ASSIGNMENT: Below are the records to retype. Keep every character exactly and leave out the pictures.

[Extracted records]
--------------------
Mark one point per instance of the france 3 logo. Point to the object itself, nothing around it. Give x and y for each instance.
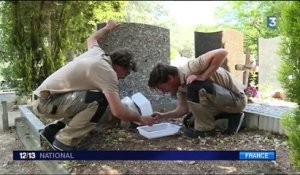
(271, 22)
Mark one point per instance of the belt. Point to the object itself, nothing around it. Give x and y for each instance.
(43, 94)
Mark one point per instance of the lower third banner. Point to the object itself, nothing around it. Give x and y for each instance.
(144, 155)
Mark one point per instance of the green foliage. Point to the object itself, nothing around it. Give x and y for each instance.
(291, 123)
(250, 17)
(36, 35)
(289, 73)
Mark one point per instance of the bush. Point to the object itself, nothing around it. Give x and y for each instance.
(289, 75)
(291, 123)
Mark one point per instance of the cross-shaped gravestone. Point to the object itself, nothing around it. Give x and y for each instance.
(247, 67)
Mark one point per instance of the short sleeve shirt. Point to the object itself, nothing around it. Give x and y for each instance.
(221, 76)
(91, 70)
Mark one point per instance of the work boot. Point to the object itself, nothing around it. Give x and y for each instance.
(59, 146)
(188, 120)
(49, 132)
(235, 121)
(192, 133)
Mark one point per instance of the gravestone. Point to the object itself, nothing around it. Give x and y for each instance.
(150, 45)
(229, 39)
(269, 63)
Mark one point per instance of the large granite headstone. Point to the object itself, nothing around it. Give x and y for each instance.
(229, 39)
(269, 63)
(150, 45)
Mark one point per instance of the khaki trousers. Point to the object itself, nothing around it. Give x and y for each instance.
(73, 109)
(210, 105)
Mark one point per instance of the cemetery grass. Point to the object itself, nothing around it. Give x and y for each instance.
(111, 137)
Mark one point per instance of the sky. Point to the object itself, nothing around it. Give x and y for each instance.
(193, 12)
--------------------
RESULT OF THE TASK:
Mark one point per instance of the france 3 logo. Point to the object itself, nothing around it. Give x and y for each instance.
(271, 22)
Mark one point per instance of the belt. Point to the object itself, nothing around it. Give x and y for each instance.
(43, 94)
Mark one point per instance of the lower third banner. Point to the object itself, nothing around it. Give x and y for each instance.
(144, 155)
Mark one point per instance of the green foliage. Point to the object itself, nothing around it. Give x and y for each instance.
(291, 123)
(250, 17)
(36, 35)
(289, 73)
Mark one point per instance of the bush. Point to the object itself, nothing around it. Give x and y for each instance.
(289, 75)
(291, 123)
Mark one point per instance of the cross-shaped gravestone. Point to the object itself, nothing around it. Give x and y for each instance.
(247, 67)
Mark one point per instance of the short sleeve shirt. Point to the object itself, nothing around it. Give x and y for each instance.
(221, 76)
(91, 70)
Mark one point per instance of the work boot. Point to the object itself, nothing around it. Give x and y for each instance.
(59, 146)
(188, 120)
(49, 132)
(235, 121)
(192, 133)
Mark one point per instance of the gravestone. Point to the object itself, nothing around it. Give x and y for each instance.
(150, 45)
(229, 39)
(269, 63)
Mark one point per instance of the large granite headstone. Point to the object itself, nothing around it. Give x and y for each instance.
(229, 39)
(269, 63)
(150, 45)
Mark one point per instance of the khaki trousers. Point to the object itself, nothing around it. Give x and y for each instance.
(73, 109)
(210, 105)
Mark one point per instance of the cemetery grass. Point to the object itself, nothing around it. Give x and y for each instance.
(111, 137)
Mark one point per instance of the sky. Point to the object itself, nothing around it. Give x and y for each instance.
(193, 12)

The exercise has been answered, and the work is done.